[Point annotation data]:
···

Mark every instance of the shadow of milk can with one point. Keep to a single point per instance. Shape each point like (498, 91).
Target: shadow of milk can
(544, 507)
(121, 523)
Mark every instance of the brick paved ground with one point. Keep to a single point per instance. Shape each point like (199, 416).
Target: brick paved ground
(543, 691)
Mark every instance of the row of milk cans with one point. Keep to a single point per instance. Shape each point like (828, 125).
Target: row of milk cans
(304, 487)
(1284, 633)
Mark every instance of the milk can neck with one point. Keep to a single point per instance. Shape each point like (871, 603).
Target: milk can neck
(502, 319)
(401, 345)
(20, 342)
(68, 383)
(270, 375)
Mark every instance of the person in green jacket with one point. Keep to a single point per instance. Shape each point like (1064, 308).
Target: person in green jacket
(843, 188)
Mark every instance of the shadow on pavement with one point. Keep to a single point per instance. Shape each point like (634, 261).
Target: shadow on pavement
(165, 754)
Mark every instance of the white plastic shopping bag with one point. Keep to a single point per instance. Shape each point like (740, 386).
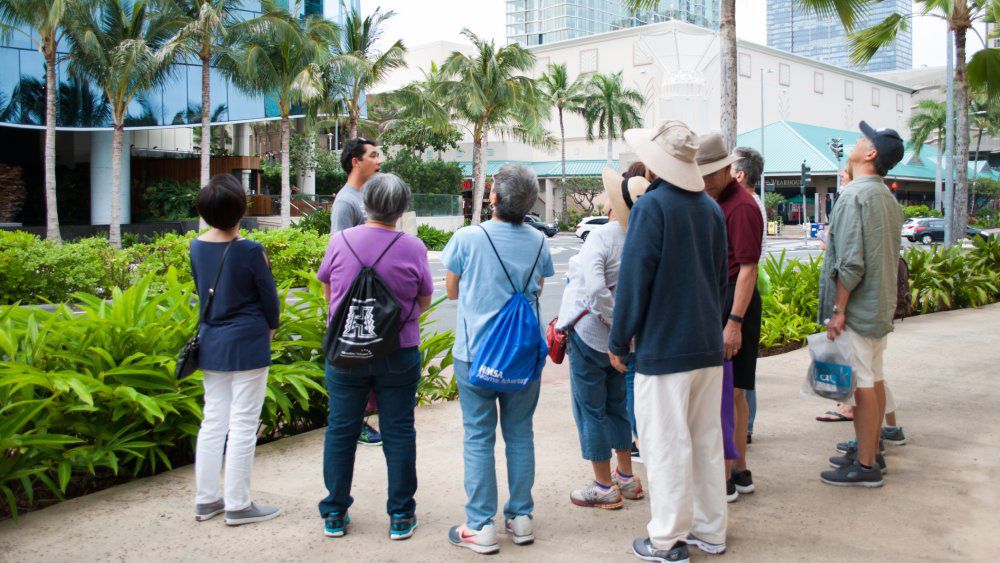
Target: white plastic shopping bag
(830, 373)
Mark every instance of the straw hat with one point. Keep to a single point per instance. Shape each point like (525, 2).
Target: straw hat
(621, 194)
(712, 154)
(669, 151)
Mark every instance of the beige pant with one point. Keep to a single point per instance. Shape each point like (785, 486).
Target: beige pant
(680, 437)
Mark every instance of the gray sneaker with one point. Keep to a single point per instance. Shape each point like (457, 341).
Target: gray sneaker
(593, 496)
(707, 547)
(893, 435)
(631, 490)
(251, 514)
(209, 510)
(643, 549)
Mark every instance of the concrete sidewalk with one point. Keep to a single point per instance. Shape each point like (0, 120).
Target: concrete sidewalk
(941, 500)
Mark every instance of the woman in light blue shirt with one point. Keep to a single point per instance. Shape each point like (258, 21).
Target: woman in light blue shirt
(479, 283)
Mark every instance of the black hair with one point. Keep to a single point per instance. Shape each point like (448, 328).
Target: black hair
(354, 148)
(222, 203)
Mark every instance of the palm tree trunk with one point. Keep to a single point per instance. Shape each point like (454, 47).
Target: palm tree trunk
(286, 184)
(562, 186)
(478, 174)
(961, 218)
(51, 210)
(727, 34)
(115, 229)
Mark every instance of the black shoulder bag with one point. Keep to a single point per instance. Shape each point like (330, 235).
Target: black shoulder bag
(188, 358)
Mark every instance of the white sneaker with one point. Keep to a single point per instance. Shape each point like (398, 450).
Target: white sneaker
(521, 528)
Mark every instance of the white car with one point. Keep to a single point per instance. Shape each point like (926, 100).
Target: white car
(588, 224)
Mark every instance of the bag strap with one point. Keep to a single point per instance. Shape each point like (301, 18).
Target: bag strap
(218, 275)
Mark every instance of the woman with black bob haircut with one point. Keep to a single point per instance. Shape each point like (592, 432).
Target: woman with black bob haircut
(239, 308)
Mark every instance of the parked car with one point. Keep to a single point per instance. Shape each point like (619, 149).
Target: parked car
(549, 229)
(588, 224)
(928, 231)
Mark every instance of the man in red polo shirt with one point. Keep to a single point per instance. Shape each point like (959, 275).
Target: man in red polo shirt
(742, 309)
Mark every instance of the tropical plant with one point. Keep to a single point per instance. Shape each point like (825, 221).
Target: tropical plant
(564, 96)
(283, 55)
(205, 23)
(611, 108)
(980, 74)
(927, 123)
(124, 46)
(359, 62)
(489, 92)
(41, 23)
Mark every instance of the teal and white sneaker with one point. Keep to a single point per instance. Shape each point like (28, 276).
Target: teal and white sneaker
(893, 435)
(335, 524)
(401, 526)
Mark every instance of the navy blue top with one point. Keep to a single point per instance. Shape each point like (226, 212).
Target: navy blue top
(234, 333)
(673, 282)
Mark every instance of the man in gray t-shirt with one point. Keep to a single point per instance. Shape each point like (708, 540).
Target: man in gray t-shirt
(360, 160)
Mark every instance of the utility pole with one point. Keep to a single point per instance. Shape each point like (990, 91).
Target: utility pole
(948, 201)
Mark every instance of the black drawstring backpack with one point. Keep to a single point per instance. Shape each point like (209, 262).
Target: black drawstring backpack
(367, 322)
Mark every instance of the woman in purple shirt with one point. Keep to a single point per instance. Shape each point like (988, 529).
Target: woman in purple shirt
(394, 378)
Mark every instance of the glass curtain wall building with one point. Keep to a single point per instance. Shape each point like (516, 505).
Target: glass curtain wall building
(177, 102)
(792, 28)
(538, 22)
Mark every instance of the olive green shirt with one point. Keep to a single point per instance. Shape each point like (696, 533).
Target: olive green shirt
(863, 253)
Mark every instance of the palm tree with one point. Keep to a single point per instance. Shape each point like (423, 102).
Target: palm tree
(124, 47)
(283, 55)
(205, 24)
(926, 122)
(564, 96)
(360, 63)
(488, 91)
(41, 22)
(980, 73)
(611, 108)
(727, 55)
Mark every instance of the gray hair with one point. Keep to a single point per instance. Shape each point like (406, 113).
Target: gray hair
(751, 164)
(517, 190)
(386, 197)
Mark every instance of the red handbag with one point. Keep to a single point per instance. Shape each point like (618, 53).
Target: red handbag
(556, 338)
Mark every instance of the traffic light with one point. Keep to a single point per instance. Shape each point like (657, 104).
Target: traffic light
(837, 147)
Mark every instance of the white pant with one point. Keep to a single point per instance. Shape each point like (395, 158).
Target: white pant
(680, 437)
(233, 400)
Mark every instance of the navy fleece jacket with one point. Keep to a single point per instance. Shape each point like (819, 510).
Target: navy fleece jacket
(672, 282)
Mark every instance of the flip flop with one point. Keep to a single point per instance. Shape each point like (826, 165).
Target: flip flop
(833, 416)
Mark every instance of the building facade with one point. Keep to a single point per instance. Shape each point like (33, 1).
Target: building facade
(160, 121)
(793, 28)
(540, 22)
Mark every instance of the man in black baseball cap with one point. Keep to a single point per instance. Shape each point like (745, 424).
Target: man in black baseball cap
(886, 143)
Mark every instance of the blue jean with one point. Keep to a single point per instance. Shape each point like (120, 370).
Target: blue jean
(394, 380)
(479, 419)
(600, 402)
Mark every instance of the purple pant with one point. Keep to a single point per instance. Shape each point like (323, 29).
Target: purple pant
(728, 414)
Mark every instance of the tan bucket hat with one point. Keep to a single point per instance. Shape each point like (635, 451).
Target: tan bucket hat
(669, 151)
(616, 189)
(712, 154)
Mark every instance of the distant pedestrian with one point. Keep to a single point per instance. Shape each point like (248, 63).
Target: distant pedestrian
(858, 292)
(360, 159)
(400, 260)
(483, 263)
(741, 313)
(670, 303)
(600, 397)
(233, 274)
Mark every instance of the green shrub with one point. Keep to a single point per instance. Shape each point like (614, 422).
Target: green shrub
(433, 238)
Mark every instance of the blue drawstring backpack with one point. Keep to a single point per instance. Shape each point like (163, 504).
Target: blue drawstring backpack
(513, 352)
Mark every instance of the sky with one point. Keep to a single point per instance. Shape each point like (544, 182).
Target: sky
(424, 21)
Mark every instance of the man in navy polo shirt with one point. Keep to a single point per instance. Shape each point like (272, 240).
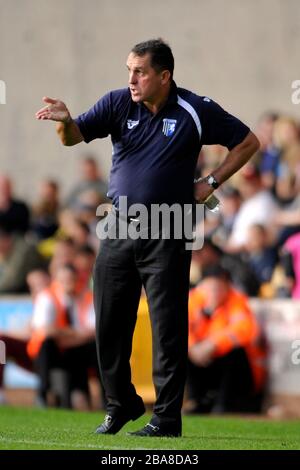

···

Output every line of the items above as a numbered list, leaving out blank lines. Don't include the pictures.

[IN RESPONSE]:
1. Mark every instance of the shadow of milk can with one point. Keep to a single point per instance. Shape each point like (498, 91).
2. Target: shadow of milk can
3. (544, 507)
4. (121, 523)
5. Mark every instance of the brick paved ground with one point. Keep to a single point per instance. Shape each point like (199, 416).
6. Target: brick paved ground
7. (543, 691)
8. Mark every instance of the row of milk cans with one point. Keep to a single point per instance. Shape each point like (828, 125).
9. Target: row of milk cans
10. (304, 487)
11. (1284, 633)
12. Mark every instance of the milk can neck with one point. Keep to a single point per instance. Shape each point like (871, 603).
13. Target: milk can neck
14. (502, 319)
15. (401, 345)
16. (20, 342)
17. (68, 383)
18. (270, 375)
19. Mark every instance of the person in green jacket with one point. Keep to a single point per instance. Shape each point like (1064, 308).
20. Target: person in green jacket
21. (843, 188)
22. Mark every instance of the shadow on pavement with one point. Keep to a single point per instance. Shape each point like (634, 261).
23. Target: shadow on pavement
24. (165, 754)
25. Mark every instance of the white plastic shopping bag with one point. Keep to a single point per instance. Shape each point like (740, 386).
26. Target: white plastic shopping bag
27. (830, 373)
28. Mark every instance of the straw hat with one point. Keep to a single point per instance. Shape each point like (525, 2).
29. Target: straw hat
30. (621, 194)
31. (712, 154)
32. (669, 151)
33. Mark every instance of the beige pant with one point. Keep to a single point per instance. Shape each point like (785, 486).
34. Target: beige pant
35. (680, 437)
36. Mark every instance of the gray sneaker with one point. Keep to a single point per instance. Shape each point like (457, 341).
37. Target: gray sneaker
38. (593, 496)
39. (707, 547)
40. (893, 435)
41. (631, 490)
42. (251, 514)
43. (209, 510)
44. (643, 549)
45. Mark every instance of the concrete sidewalk with one point. Keep to a single point per instance. Shape each point like (0, 120).
46. Target: concrete sidewalk
47. (941, 500)
48. Mark every instance of the woman in light blue shirt with one point. Keep to a single point per instance. Shape each point like (258, 21).
49. Target: woman in light blue shirt
50. (479, 283)
51. Mark every instance of the black hair with one point. Keep to a single point per instance. Shape each point like (448, 328).
52. Target: black hair
53. (354, 148)
54. (222, 203)
55. Mark every instance of the palm tree trunk with one point. Keep to a single point per instance. Shape each point like (454, 47).
56. Target: palm tree trunk
57. (286, 184)
58. (562, 186)
59. (478, 174)
60. (961, 218)
61. (51, 210)
62. (727, 34)
63. (115, 229)
64. Mark every instance of the black shoulder bag with one point. Keep to a single point per instance. Shape each point like (330, 235).
65. Target: black shoulder bag
66. (188, 358)
67. Mark every instance of the white sneaker with one point. Keep to a single point per instance. Shape each point like (398, 450).
68. Target: white sneaker
69. (521, 528)
70. Mark every instance of the white car with one point. Keep to a single point per instance. Shape each point like (926, 100).
71. Target: white car
72. (588, 224)
73. Mark every instance of the bag strap with one point. Keep to a single point per instance. Shape each point like (301, 18).
74. Target: bag strap
75. (218, 275)
76. Mark every instance of the woman with black bob haircut with one point. Keep to a single point per instance. Shape each point like (592, 432).
77. Target: woman with black bob haircut
78. (239, 308)
79. Mark every instance of the parked car with one point. Keep to a single point per instance. Shape each point like (619, 149).
80. Target: parked car
81. (549, 229)
82. (588, 224)
83. (928, 231)
84. Mark every instance of the man in red polo shirt with one point. Keep to a single point per instance. Shape each point like (959, 275).
85. Target: man in red polo shirt
86. (742, 309)
87. Mark every instance of the tropical plant with one point. Keep to a single point per instance. Shape each point like (825, 221).
88. Target: tropical plant
89. (564, 96)
90. (283, 55)
91. (205, 23)
92. (611, 108)
93. (980, 74)
94. (927, 123)
95. (124, 46)
96. (359, 62)
97. (489, 92)
98. (41, 23)
99. Mark every instance of the teal and white sneaker with one point. Keep to a single point per instance. Shape each point like (28, 276).
100. Target: teal and white sneaker
101. (893, 435)
102. (335, 524)
103. (401, 526)
104. Mark every instance of the navy blue top with one point. Keep to a single point per instance. Shape each point like (226, 212).
105. Target: navy blue top
106. (234, 333)
107. (673, 282)
108. Mark every instance of the man in gray t-shirt with one point. Keep to a single point per instance. Shape each point like (708, 540).
109. Target: man in gray t-shirt
110. (360, 160)
111. Mark every instance of the utility pole with one point. Keep to a single point per instance. Shape each point like (990, 91).
112. Target: utility pole
113. (948, 201)
114. Mark every instance of the black drawstring backpack with one point. Keep to a single point per instance. Shape each point like (209, 262).
115. Target: black drawstring backpack
116. (367, 322)
117. Mark every instance of the woman in purple shirt with one point. Keep to a single point per instance. Shape each point like (988, 529).
118. Target: woman in purple shirt
119. (394, 378)
120. Mark every instance of the glass curtain wall building with one point. Keep to a single point per instance. Shape each point like (516, 505).
121. Target: glass curtain wall building
122. (177, 102)
123. (792, 28)
124. (538, 22)
125. Mark every instance of the olive green shirt with one point. Keep to a single point per instance. Shape each point like (696, 533).
126. Target: olive green shirt
127. (863, 253)
128. Mark every instance of the palm tree with one point. Keep to a single point per instance. Shape each point like (423, 102).
129. Target: palm tree
130. (124, 47)
131. (283, 55)
132. (205, 24)
133. (926, 122)
134. (564, 96)
135. (360, 63)
136. (488, 91)
137. (41, 22)
138. (980, 73)
139. (611, 108)
140. (727, 55)
141. Mark every instance of the gray hair with one point. Keep to a single point per instance. Shape each point like (406, 113).
142. Target: gray hair
143. (751, 164)
144. (517, 190)
145. (386, 197)
146. Mark every instance of the red handbag with one point. Keep to a single point per instance. Shape each point like (618, 53).
147. Target: red handbag
148. (556, 338)
149. Mark every instance of the traffic light with one point. Keep to a single point per instance. Shape each point like (657, 104).
150. Target: traffic light
151. (837, 147)
152. Mark every instance of the white pant with one point. Keep to a single point per instance. Shape each point like (395, 158).
153. Target: white pant
154. (680, 437)
155. (233, 400)
156. Mark every instance of the navy fleece jacket with one point. Keep to a single point per instance. Shape each point like (819, 510).
157. Target: navy fleece jacket
158. (672, 282)
159. Mark every instance of the flip flop with one point. Keep to a single point per instance. Shape each point like (826, 165).
160. Target: flip flop
161. (833, 416)
162. Mark every instance of the building facade with one point. Keep to a single point per instance. Shape each point like (33, 1).
163. Target: building facade
164. (160, 121)
165. (793, 28)
166. (540, 22)
167. Mark every instance of the man in black baseball cap with one point. Keep to a single point per instance. Shape each point like (745, 424).
168. Target: man in black baseball cap
169. (886, 143)
170. Mark every instance of the blue jean with one point. Keep to a single point per instance. Shape each point like (120, 370).
171. Target: blue jean
172. (394, 380)
173. (479, 419)
174. (600, 402)
175. Mark every instance of the purple pant with one point. Keep to a single point per instance. Shape each point like (323, 29).
176. Target: purple pant
177. (728, 414)
178. Mark every instance of the tan bucket hat with one point. Keep to a single point per instance. Shape each point like (635, 451).
179. Target: tan bucket hat
180. (669, 151)
181. (616, 189)
182. (712, 154)
183. Mark every instance of the distant pedestrian with one point. Keep to a single point per instance. Shape each point like (248, 63).
184. Target: distant pedestrian
185. (858, 292)
186. (360, 159)
187. (400, 260)
188. (483, 263)
189. (741, 313)
190. (670, 303)
191. (600, 397)
192. (233, 274)
193. Mark every instance of the green shrub with one point. Keep to a single point per instance. Shape each point like (614, 422).
194. Target: green shrub
195. (433, 238)
196. Mark every instance of the blue drawstring backpack with one point. Keep to a single point per instance. Shape each point like (163, 504).
197. Target: blue drawstring backpack
198. (513, 352)
199. Mark every instance of the sky with one point. Keep to a single point per instance. Shape each point like (544, 182).
200. Target: sky
201. (424, 21)
202. Mark every instance of the man in navy polo shirt with one point. Keep to a single point per instance. Shape each point like (272, 240).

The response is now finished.